A substituição fez o saldo cair R$ 46 bilhões em valores de 2016, cerca de R$ 67 bilhões atualmente.
Luis Felipe Arellano, secretário da Fazenda na atual gestão, era subsecretário do Tesouro à época e diz que, apesar de bastante importante, essa primeira negociação não teve efeito sobre o fluxo de pagamentos.
A troca no índice fez cair o estoque da dívida, mas as parcelas seguiram mais ou menos as mesmas (os cerca de R$ 3 bilhões ao ano). A diferença é que, antes da renegociação, a maior parte desses pagamentos se referia a juros. Depois, passou a ser amortização de fato —até a quitação final, em 2022.
A reforma da previdência municipal também reduziu quanto o Tesouro precisava cobrir anualmente para aplacar o déficit. Quando assumiu a prefeitura em abril de 2018 (depois que João Doria se licenciou para concorrer ao governo do estado), Bruno Covas havia definido a reforma como uma prioridade de sua gestão.
Os servidores da ativa passaram a contribuir com uma alíquota de 14% (era 11%). Dos inativos que recebem acima do teto do INSS (R$ 7.786,02.em 2024), essa alíquota passou a ser cobrada na parcela de aposentadorias e pensões que ultrapassa o salário mínimo.
Em 2021, a gestão Nunes aprovou a segunda parte da reforma, que previu manter os descontos a aposentados e pensionistas e estendeu a cobrança a todos que recebem mais que o salário mínimo enquanto houver déficit. A partir de 2024, a cobrança ficou sobre o que excede o teto do INSS.
As mudanças também incluíram novas regras para aposentadoria, como idade mínima. Segundo a prefeitura, o passivo atuarial diminuiu R$ 100 bilhões com as novas regras, e o déficit anual caiu pela metade.
Outras mudanças legislativas já haviam melhorado a entrada de recursos via IPTU, o imposto dos imóveis. A atualização da PGV (Planta Genérica de Valores) no primeiro ano da gestão Haddad elevou a importância desse imposto no orçamento.
A medida chegou a ser suspensa por decisão judicial provisória, mas entrou em vigor em 2014. Em 2016, o IPTU passou a ser a segunda receita mais importante do município (atrás apenas do ISS, o imposto de serviços) e perdeu força somente em 2020, durante a pandemia de Covid. Ainda assim, chegou a 20% da receita corrente líquida.
Nos anos 1990, o imposto dos imóveis respondia por cerca de 10% dessas receitas. Os cálculos são dos pesquisadores Ursula Peres, Guilherme Minarelli, Diego Strobel, Jéssica Alves, Fábio Pereira e Rony Cardoso, divulgados em nota técnica do Centro de Estudos da Metrópole.

**INFORMAÇÕES EXTRAÍDAS**
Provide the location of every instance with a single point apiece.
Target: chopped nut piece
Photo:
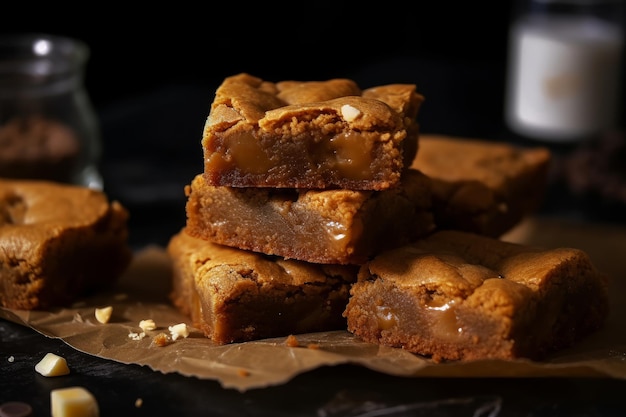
(349, 113)
(147, 325)
(73, 402)
(178, 330)
(103, 315)
(52, 365)
(16, 409)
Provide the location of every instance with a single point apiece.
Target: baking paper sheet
(142, 293)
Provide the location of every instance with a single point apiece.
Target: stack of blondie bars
(321, 207)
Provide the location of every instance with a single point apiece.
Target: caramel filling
(350, 154)
(353, 153)
(443, 319)
(438, 316)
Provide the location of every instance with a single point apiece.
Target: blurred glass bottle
(564, 73)
(48, 127)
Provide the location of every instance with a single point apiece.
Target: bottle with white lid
(564, 74)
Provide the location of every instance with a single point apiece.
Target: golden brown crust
(461, 296)
(57, 242)
(482, 186)
(309, 134)
(235, 295)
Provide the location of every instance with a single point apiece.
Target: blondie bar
(460, 296)
(58, 242)
(482, 186)
(321, 226)
(236, 296)
(310, 134)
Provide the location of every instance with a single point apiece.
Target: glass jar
(564, 68)
(48, 127)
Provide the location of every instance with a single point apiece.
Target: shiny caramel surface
(460, 296)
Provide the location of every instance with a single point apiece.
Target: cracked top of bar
(310, 134)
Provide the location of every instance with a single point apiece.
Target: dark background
(135, 51)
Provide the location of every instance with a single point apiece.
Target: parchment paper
(142, 294)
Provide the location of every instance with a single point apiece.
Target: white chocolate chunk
(178, 330)
(147, 325)
(103, 315)
(136, 336)
(349, 112)
(52, 365)
(73, 402)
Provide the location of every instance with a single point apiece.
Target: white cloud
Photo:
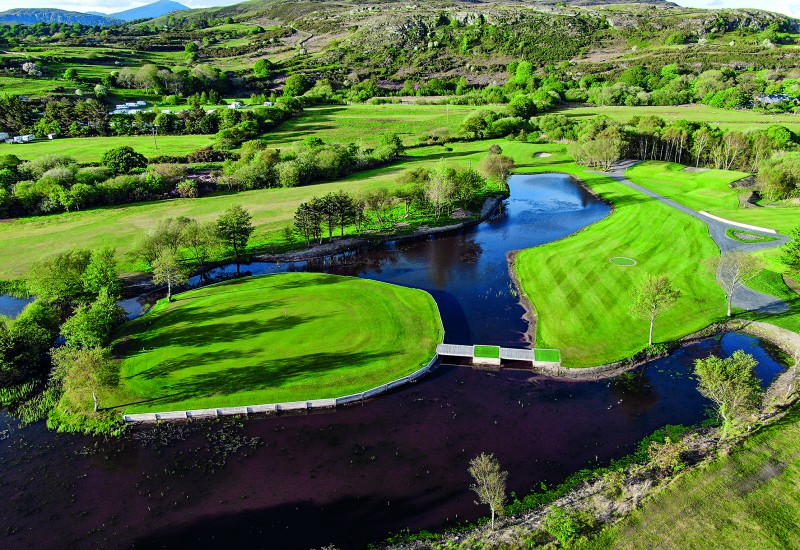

**EXERCÍCIO**
De acordo com o texto em estudo, qual alíquota de contribuição os servidores da ativa passaram a pagar após a reforma da previdência municipal?

**SUA RESOLUÇÃO**
Passaram a contribuir com 14%, em vez dos 11% anteriores.